Please copy each of the rows below word for word, leaving nothing out and changing nothing.

#### RECORDS SUPPLIED
..........

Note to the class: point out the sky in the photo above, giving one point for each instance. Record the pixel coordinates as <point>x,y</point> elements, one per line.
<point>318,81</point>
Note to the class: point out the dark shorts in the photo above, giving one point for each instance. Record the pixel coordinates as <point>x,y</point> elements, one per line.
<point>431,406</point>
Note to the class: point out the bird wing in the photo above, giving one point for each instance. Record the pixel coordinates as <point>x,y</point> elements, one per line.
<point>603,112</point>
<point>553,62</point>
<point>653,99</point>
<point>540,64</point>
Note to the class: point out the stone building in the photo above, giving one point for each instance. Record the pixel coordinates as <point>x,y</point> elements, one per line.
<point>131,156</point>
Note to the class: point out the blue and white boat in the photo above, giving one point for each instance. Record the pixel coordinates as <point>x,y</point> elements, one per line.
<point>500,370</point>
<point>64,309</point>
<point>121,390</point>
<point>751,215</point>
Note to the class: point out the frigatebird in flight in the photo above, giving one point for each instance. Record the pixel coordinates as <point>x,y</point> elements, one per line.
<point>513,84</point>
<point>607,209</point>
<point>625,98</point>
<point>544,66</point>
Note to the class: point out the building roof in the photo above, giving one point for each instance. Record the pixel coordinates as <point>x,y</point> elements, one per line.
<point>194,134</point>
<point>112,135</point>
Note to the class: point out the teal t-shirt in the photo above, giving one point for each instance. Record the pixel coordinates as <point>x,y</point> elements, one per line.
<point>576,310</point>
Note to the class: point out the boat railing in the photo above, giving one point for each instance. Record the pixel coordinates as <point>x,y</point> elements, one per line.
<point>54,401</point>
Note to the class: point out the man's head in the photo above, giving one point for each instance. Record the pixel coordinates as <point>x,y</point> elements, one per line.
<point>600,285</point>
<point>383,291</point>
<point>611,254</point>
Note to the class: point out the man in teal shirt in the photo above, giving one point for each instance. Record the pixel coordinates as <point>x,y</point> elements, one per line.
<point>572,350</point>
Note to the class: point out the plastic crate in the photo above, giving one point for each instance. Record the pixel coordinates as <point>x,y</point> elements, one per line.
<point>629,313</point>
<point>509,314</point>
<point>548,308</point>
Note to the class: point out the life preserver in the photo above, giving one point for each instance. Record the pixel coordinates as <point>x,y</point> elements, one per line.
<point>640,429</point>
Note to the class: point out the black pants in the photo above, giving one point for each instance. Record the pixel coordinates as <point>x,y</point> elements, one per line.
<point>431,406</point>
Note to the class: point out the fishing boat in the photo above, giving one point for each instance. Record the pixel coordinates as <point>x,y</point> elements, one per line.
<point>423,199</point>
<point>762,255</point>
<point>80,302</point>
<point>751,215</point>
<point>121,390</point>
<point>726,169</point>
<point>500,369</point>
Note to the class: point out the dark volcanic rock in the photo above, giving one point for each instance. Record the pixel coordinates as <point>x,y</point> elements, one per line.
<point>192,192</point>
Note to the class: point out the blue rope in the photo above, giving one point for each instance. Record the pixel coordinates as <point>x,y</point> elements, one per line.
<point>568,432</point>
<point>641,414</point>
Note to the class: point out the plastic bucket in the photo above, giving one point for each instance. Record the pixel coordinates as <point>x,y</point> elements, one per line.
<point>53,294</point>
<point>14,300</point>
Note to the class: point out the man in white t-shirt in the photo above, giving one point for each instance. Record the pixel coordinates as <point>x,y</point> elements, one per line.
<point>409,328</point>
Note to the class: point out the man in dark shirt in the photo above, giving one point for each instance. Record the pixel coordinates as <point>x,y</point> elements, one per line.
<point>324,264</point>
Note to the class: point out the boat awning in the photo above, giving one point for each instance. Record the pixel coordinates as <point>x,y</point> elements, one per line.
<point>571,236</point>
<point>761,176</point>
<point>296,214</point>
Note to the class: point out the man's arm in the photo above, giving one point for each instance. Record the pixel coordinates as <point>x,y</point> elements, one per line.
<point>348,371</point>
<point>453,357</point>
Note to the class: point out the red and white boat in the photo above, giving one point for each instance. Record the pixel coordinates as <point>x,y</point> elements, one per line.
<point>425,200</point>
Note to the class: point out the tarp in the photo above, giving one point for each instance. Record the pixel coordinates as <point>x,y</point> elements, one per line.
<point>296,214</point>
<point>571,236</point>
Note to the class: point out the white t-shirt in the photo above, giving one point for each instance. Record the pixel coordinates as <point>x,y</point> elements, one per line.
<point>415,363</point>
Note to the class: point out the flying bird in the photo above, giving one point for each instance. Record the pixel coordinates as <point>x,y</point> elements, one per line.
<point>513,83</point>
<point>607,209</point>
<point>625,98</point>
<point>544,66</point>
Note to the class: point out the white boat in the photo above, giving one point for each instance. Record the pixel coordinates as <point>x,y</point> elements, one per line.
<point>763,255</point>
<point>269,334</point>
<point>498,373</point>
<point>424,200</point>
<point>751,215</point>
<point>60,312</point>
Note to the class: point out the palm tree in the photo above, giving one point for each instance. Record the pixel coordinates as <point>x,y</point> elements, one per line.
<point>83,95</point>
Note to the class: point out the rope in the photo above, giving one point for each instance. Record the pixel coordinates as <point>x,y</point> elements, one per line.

..........

#### THE ANSWER
Note to the class: point out the sky in the photo above, giving one point for each instance. Record the pixel coordinates as <point>x,y</point> elements, one per line.
<point>318,81</point>
Note to the class: point out the dark shorts in the photo above, giving one point for each instance. Record the pixel coordinates as <point>x,y</point> elements, one per line.
<point>431,406</point>
Note to the class: point out the bird wing in the photo above, giving one point for each instance. Record the pixel coordinates as <point>x,y</point> elements, one per line.
<point>603,112</point>
<point>553,62</point>
<point>653,99</point>
<point>540,64</point>
Note to the class: point out the stone building in the photo above, giving one point for each instance. Record the pixel coordinates as <point>x,y</point> elements, one per line.
<point>131,156</point>
Note to the class: point out the blue and white boat in the photo above, giving one point for each instance. Record the pixel coordinates as <point>x,y</point> elements, one per line.
<point>500,370</point>
<point>64,309</point>
<point>121,390</point>
<point>751,215</point>
Note to the class: point out the frigatebird in flight in the photo above, giving one point for each instance. Record the pixel coordinates as <point>x,y</point> elements, one per line.
<point>513,84</point>
<point>607,209</point>
<point>625,98</point>
<point>544,66</point>
Note to the class: point out the building roof in the photo above, giving one point for each instance. Record the pixel coordinates as <point>x,y</point> elements, one per line.
<point>194,134</point>
<point>112,135</point>
Note to the class: point out the teal t-shirt in the photo above, giving one point for each instance. Record the pixel coordinates as <point>x,y</point> elements, one per line.
<point>576,310</point>
Note to the class: point out the boat railing in the photo above, giving one point for each instance. Record the pixel coordinates as <point>x,y</point> elements, one per line.
<point>54,401</point>
Note to the class: point out the man's head in the photo above, giving one point for each instance. Record the pixel coordinates as <point>x,y</point> elements, one per line.
<point>600,285</point>
<point>383,291</point>
<point>611,254</point>
Note to the class: point out the man in teal shirt in the photo above, giving one point for each instance. Record the pixel coordinates as <point>x,y</point> elements, one per line.
<point>572,350</point>
Note to the class: point out the plastic crate in the photo above, giving one point for each instance. Record the pixel coordinates as <point>x,y</point> elements, one per line.
<point>629,313</point>
<point>509,314</point>
<point>548,308</point>
Note to the class: point out the life preserver in the photo above, giving one point for each instance. Record the pixel coordinates as <point>x,y</point> elements, one per line.
<point>640,429</point>
Note to the class: point out the black pants in the photo above, giving one point for each instance. Record the pixel coordinates as <point>x,y</point> elements, one per line.
<point>431,406</point>
Note to the class: point out the fishing boat in the photo above, giving one point for each instance. Record the pixel coordinates as <point>x,y</point> elements, one per line.
<point>423,199</point>
<point>762,255</point>
<point>80,302</point>
<point>751,215</point>
<point>121,390</point>
<point>726,169</point>
<point>500,369</point>
Note to the class: point out the dark volcanic rock in the photo above, giving one point for each instance. Record the pixel coordinates as <point>x,y</point> elements, one per line.
<point>192,192</point>
Note to the class: point out the blue rope in the photo above, giving one point for each instance. Record the pixel coordinates as <point>x,y</point> elements, one per line.
<point>568,432</point>
<point>641,414</point>
Note to the class: point out the plastic bucket in the photo above, giving one point for each instance. Record the pixel coordinates as <point>x,y</point> elements, one per line.
<point>53,294</point>
<point>14,300</point>
Note to the class: point out the man in white t-shirt in the photo above, giving one point for each instance. Record the pixel coordinates as <point>x,y</point> elements, one per line.
<point>409,328</point>
Note to the class: point out the man in dark shirt in the photo above, giving one point for each instance. Record the pixel coordinates as <point>x,y</point> elements, one per line.
<point>324,264</point>
Note to the class: point out the boat awning in the photo above, giving one point for each instance. Record the pixel coordinates as <point>x,y</point> elements, one per line.
<point>571,236</point>
<point>761,176</point>
<point>296,214</point>
Note to the class: point out the man's arm in the photo above, giving one point for each instance. Record the pixel coordinates as <point>x,y</point> elements, one per line.
<point>348,371</point>
<point>453,357</point>
Note to the class: point out the red and white boat in the photo above, giving one point for each instance. Record the pixel coordinates as <point>x,y</point> elements, one per line.
<point>425,200</point>
Note to the class: point out the tarp in the photo above, giving one point for each instance. Record the pixel coordinates as <point>x,y</point> elements, one per line.
<point>296,214</point>
<point>571,236</point>
Note to the class: point out the white t-shirt in the photo above, giving one point for each instance. Record the pixel coordinates as <point>x,y</point> elements, one per line.
<point>415,363</point>
Note to the class: point out the flying bird in the photo above, giving one point for each instance. Record the pixel coordinates as <point>x,y</point> elements, one per line.
<point>513,83</point>
<point>607,209</point>
<point>625,98</point>
<point>544,66</point>
Note to the class: point out the white boat in the photo above, giving one point for each instance. Record the pixel coordinates as <point>x,y</point> elements, one per line.
<point>763,255</point>
<point>269,334</point>
<point>498,373</point>
<point>424,200</point>
<point>751,215</point>
<point>60,312</point>
Note to the class: point out the palm tree in the photo above, giving one point for each instance. Record the pixel coordinates as <point>x,y</point> elements, one per line.
<point>83,95</point>
Note to the class: point out the rope in the photo above, giving one point for each instance. Record the pixel coordinates as <point>x,y</point> elements, one per line.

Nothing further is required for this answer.